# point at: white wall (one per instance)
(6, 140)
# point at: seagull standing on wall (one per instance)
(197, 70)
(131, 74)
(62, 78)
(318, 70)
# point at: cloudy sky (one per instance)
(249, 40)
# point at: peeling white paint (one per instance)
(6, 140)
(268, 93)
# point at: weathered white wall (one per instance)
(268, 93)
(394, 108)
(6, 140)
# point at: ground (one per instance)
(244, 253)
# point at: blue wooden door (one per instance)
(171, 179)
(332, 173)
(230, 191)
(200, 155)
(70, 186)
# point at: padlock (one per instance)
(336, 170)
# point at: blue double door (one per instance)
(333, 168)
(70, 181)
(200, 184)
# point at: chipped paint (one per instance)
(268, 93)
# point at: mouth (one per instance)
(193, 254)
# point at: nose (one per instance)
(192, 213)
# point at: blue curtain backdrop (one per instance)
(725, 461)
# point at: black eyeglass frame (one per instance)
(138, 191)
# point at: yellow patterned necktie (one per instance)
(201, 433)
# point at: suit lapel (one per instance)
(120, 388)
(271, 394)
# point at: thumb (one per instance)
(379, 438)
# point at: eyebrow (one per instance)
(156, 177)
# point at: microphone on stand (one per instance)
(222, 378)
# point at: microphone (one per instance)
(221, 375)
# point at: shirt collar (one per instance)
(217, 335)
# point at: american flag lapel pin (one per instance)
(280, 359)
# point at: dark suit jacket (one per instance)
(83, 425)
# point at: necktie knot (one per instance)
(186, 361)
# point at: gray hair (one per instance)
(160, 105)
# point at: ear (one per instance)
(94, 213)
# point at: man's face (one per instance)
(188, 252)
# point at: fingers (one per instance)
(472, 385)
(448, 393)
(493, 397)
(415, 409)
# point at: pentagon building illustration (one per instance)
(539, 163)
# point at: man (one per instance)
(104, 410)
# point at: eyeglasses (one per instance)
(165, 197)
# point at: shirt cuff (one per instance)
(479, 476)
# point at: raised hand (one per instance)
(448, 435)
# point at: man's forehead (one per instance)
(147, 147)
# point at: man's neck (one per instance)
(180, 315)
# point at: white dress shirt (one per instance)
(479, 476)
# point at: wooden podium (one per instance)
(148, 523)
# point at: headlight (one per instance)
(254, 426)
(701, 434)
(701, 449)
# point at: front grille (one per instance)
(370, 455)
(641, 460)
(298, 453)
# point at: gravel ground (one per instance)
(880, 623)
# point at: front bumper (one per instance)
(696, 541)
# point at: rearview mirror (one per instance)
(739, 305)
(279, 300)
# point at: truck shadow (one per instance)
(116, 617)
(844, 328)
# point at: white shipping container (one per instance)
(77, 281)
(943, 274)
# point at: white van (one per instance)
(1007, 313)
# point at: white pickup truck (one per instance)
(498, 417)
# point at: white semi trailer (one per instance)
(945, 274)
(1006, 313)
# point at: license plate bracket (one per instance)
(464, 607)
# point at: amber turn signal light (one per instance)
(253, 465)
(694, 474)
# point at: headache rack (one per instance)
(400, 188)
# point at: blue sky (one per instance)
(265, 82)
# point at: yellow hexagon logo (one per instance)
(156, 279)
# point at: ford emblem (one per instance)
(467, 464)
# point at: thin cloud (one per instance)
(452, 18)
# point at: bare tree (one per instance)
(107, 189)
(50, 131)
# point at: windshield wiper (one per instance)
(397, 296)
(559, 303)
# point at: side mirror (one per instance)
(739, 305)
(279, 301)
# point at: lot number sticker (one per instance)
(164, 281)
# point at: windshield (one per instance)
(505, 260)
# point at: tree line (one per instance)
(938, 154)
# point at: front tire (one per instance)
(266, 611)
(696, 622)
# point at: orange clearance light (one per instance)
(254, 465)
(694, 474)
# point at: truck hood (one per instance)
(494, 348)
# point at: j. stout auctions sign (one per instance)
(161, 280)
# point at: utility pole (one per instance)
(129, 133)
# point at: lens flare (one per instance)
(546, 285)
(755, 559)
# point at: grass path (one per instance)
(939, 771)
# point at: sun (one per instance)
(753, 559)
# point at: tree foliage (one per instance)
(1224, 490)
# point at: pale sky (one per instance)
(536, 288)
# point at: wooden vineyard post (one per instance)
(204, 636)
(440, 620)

* **What needs to be done**: Copy verbatim the span of lines that begins with the line holding "# point at: pale sky (one per instance)" and ends at the last line of the records.

* **Answer to the problem**:
# point at: pale sky (one per instance)
(536, 288)
# point at: wooden vineyard post (one per instance)
(204, 636)
(440, 620)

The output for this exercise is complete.